▶ _Source document_
## start
Wilpons should re-think Reyes
You are Jose Reyes, the major leagues' hottest hitter but, more importantly, the issuer of the most pronounced Take That in recent Mets' history.
You have gone berserk in the wake of your owner’s comments challenging you to find Carl Crawford money as a free agent. You are 14-for-27 (.519) since Fred Wilpon foolishly decided to play chicken via The New Yorker magazine.
Only a personal setback has slowed you — the unfortunate death of your grandmother, which has forced a return to the Dominican Republic. Your mind will understandably be elsewhere during the bereavement leave in the next 3-7 days, but the Mets remain laser-focused on you — a blessing and dilemma both.
What, exactly, are they going to do, now that their bluff has essentially been called? Industry peers believe GM Sandy Alderson is almost certain to trade Reyes, but until recently, it was likely the Mets would wait until July. The calculus has changed rapidly, however, as Reyes' hot streak has forced the club's hand.
## end
▶ _Extracted records_
## start
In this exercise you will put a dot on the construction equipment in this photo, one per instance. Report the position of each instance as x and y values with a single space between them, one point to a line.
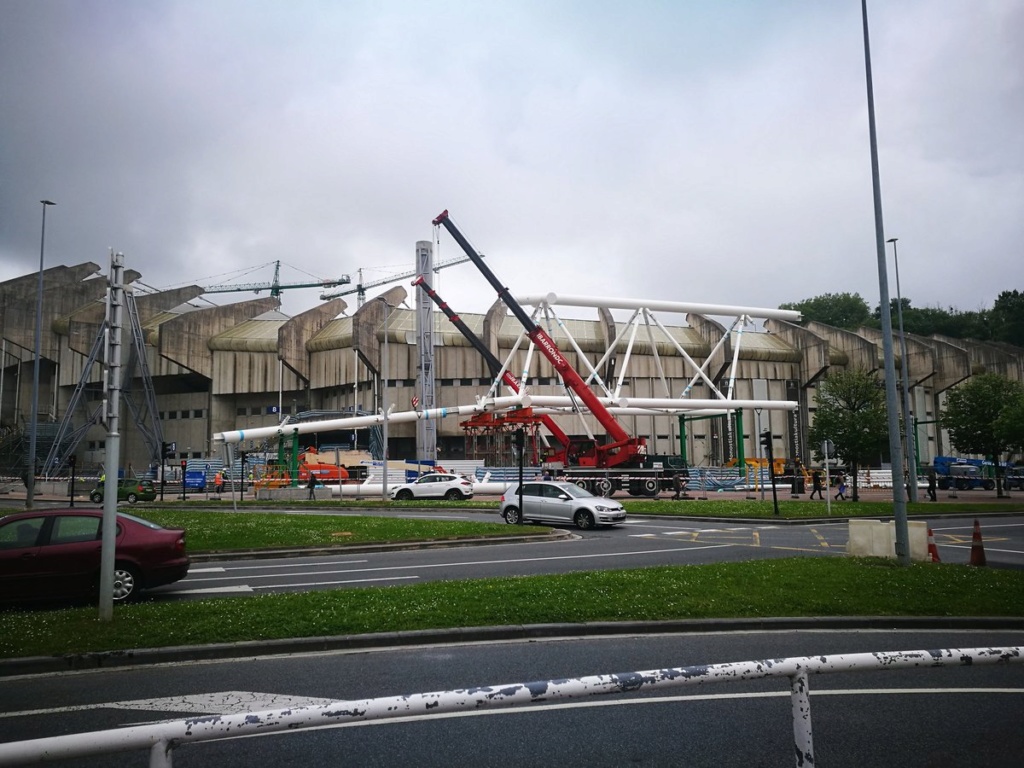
603 467
964 474
360 287
275 286
519 417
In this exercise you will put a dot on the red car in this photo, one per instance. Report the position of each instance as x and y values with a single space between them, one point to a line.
54 553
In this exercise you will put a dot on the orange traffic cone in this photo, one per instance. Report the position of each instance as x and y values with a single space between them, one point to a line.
977 548
933 551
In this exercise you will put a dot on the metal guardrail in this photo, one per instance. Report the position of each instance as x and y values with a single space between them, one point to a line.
162 738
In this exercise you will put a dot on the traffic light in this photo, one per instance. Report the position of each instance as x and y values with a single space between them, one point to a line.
519 438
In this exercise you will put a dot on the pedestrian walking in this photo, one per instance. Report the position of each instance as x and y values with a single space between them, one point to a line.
678 485
816 484
841 487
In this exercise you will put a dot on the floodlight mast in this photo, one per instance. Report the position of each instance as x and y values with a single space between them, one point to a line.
624 449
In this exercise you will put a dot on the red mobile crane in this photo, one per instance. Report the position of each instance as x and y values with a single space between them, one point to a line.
495 366
623 451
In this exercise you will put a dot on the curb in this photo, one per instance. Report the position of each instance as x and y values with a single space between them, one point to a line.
141 656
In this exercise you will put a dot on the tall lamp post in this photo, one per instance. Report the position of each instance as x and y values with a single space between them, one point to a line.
908 425
384 373
30 479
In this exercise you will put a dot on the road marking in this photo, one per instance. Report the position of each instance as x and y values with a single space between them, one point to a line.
214 590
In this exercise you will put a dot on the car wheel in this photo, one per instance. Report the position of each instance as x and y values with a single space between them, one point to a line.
127 583
584 519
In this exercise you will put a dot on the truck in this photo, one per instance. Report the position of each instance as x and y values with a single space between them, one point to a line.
621 463
964 474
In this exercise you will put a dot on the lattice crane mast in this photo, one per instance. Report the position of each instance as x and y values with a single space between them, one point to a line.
275 286
360 287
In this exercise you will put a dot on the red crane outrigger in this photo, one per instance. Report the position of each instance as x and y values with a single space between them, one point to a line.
623 450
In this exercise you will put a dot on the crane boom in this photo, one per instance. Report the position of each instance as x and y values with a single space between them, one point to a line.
494 365
275 286
624 448
361 287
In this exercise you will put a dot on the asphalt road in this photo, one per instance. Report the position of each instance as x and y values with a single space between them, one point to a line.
929 717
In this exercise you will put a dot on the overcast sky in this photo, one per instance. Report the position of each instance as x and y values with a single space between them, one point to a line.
687 151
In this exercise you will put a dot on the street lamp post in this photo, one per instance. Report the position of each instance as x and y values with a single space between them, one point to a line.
30 479
908 426
384 373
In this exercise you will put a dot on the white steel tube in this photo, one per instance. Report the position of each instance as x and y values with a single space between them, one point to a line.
308 427
665 306
480 697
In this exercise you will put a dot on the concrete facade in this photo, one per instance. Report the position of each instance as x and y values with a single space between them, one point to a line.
246 365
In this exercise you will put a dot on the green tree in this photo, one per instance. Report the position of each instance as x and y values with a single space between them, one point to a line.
1010 424
1008 317
836 309
851 413
974 418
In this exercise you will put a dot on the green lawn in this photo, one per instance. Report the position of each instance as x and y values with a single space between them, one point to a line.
794 587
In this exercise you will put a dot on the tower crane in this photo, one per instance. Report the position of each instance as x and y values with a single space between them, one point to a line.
360 287
275 286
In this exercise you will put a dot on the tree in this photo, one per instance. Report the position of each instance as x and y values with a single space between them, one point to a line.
851 413
837 309
1010 424
974 418
1008 317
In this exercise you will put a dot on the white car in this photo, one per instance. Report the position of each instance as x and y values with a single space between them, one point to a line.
560 502
434 485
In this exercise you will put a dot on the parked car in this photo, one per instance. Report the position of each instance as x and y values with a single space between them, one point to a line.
560 502
54 554
129 489
434 485
1014 478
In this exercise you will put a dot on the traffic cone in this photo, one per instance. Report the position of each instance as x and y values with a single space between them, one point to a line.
933 551
977 548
## end
▶ _The tasks_
1. Repeat word for word everything in the Jose Reyes column from "You have gone" down to "New Yorker magazine.".
2. Carry on writing the column about Jose Reyes and the Mets, picking up after its final sentence.

▶ _Answers to the problems_
1.
You have gone berserk in the wake of your owner’s comments challenging you to find Carl Crawford money as a free agent. You are 14-for-27 (.519) since Fred Wilpon foolishly decided to play chicken via The New Yorker magazine.

2.
Either they move Reyes now, with his trade value is at its highest, or they open negotiations on a long-term contract. Mets fans universally prefer Door No. 2, as Reyes has surpassed even David Wright as the most popular player in Flushing. Signing Reyes — or at least trying — would signal to the public that the Wilpon family has ambitious plans for 2012 and beyond.
That may not be possible, however. It depends on what the Wilpons intend to do with the $200 million they're getting from new minority owner David Einhorn, who now has a 33 percent stake in the team. Further complicating matters is the Madoff bankruptcy; if court trustee Irving Picard prevails in his $1 billion suit, or even comes close to that amount in a settlement, the Wilpons' reign will end promptly.
It's clear Einhorn and the Wilpon family, although technically partners, are betting against each other with Reyes as one of the pawns. The 42-year-old hedge fund mogul is essentially loaning the Mets $200 million over a three-year period, during which time they believe they can turn the franchise around and disentangle themselves of the Madoff scandal. The Wilpons can keep Einhorn as a silent, minority owner by returning his $200 million, although it'll cost them 16 percent of their stake.
Einhorn, on the other hand, has the option to up his stake to 60 percent after three years — or, according to sources, has the right of first refusal if the Wilpons decide to sell the team outright. Einhorn is counting on Picard prevailing; he’s parking his $200 at Citi Field on the belief that Fred and Jeff and brother-in-law Saul Katz are playing a losing hand in the Madoff suit.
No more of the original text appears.